Coordinate annotation entries:
* * * * * * *
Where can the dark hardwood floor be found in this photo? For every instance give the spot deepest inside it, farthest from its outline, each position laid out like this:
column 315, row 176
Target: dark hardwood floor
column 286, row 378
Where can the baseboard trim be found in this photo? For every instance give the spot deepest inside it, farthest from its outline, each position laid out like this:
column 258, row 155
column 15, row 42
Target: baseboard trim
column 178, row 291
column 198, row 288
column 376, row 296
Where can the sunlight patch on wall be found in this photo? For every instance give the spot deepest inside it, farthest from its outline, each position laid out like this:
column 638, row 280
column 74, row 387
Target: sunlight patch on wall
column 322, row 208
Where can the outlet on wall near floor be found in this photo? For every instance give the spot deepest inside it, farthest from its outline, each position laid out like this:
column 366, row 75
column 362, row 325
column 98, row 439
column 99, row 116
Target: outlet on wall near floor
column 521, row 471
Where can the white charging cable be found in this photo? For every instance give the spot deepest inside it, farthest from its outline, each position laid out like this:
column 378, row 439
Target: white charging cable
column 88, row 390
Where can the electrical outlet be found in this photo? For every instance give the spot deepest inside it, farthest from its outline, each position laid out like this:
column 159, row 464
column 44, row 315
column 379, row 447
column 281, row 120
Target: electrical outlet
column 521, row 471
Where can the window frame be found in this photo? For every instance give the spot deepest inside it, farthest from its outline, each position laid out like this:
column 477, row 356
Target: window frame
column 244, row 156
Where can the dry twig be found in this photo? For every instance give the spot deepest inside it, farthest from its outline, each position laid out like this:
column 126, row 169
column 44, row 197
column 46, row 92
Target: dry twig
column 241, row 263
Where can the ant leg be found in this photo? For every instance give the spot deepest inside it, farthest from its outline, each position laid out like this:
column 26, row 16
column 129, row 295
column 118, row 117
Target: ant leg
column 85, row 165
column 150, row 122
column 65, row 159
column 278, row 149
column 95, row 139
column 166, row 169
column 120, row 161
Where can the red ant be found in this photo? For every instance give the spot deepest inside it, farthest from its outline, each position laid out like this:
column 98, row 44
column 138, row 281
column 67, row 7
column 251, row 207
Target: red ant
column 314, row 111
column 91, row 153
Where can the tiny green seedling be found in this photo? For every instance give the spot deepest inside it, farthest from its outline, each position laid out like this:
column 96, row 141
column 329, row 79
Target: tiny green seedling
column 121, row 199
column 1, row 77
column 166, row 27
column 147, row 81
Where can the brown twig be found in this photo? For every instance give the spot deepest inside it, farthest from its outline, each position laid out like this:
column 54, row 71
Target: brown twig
* * * * * * *
=== What is expected ===
Repeat each record exactly, leaving nothing out.

=== The result ===
Where can the dark hardwood floor be found in this photo? For every instance give the spot deepest inside it, farthest from its outline, each position laid out like this:
column 315, row 176
Target: dark hardwood floor
column 286, row 378
Where can the baseboard trim be found in this photo? For every instance give the spot deepest inside it, farthest from its outline, each position laid out like this:
column 258, row 155
column 15, row 42
Target: baseboard trim
column 178, row 291
column 198, row 288
column 376, row 296
Where can the sunlight patch on wall be found in this photo? For every instance give the spot deepest inside it, farthest from its outline, each position laid out like this:
column 638, row 280
column 74, row 387
Target: sunlight patch on wall
column 322, row 208
Where can the outlet on wall near floor be found in this photo? For every instance give the spot deepest inside it, farthest from its outline, each position laid out like this:
column 366, row 75
column 362, row 325
column 98, row 439
column 99, row 116
Target: outlet on wall near floor
column 521, row 471
Where can the white charging cable be found in this photo? For every instance give the spot deepest inside it, farthest from its outline, each position laid out like this:
column 378, row 439
Target: white charging cable
column 88, row 390
Where can the electrical outlet be found in this photo? For every instance give the spot deepest inside it, farthest from its outline, each position laid out like this:
column 159, row 464
column 44, row 315
column 379, row 447
column 281, row 120
Target: electrical outlet
column 521, row 471
Where can the window frame be found in this photo? For every instance give the spot deepest inside it, farthest from its outline, each position laid out like this:
column 477, row 356
Target: window frame
column 244, row 156
Where can the dry twig be found in this photo? For every instance give the spot deepest inside it, farthest from its outline, each position laid out like this:
column 126, row 169
column 44, row 197
column 46, row 92
Target: dry twig
column 241, row 263
Where can the ant leg be found in this photo? For every instance give the spot deepest inside it, farthest from its outline, each position laid out like this:
column 26, row 16
column 129, row 295
column 118, row 117
Target: ant leg
column 85, row 165
column 150, row 122
column 65, row 159
column 278, row 149
column 95, row 139
column 166, row 169
column 120, row 161
Where can the red ant be found in this photo? For every instance give the spot deepest inside it, farthest from its outline, each position laid out like this:
column 98, row 44
column 138, row 281
column 67, row 7
column 251, row 207
Target: red ant
column 314, row 111
column 91, row 153
Where can the tiny green seedling be found in this photo? For every instance give the spot deepest inside it, farthest from its outline, each position laid out like this:
column 96, row 141
column 329, row 79
Target: tiny green seedling
column 121, row 199
column 1, row 77
column 166, row 27
column 147, row 81
Where can the brown twig be found in this photo? For every instance give the spot deepest inside it, farthest from its outline, each position laid out like this:
column 54, row 71
Target: brown twig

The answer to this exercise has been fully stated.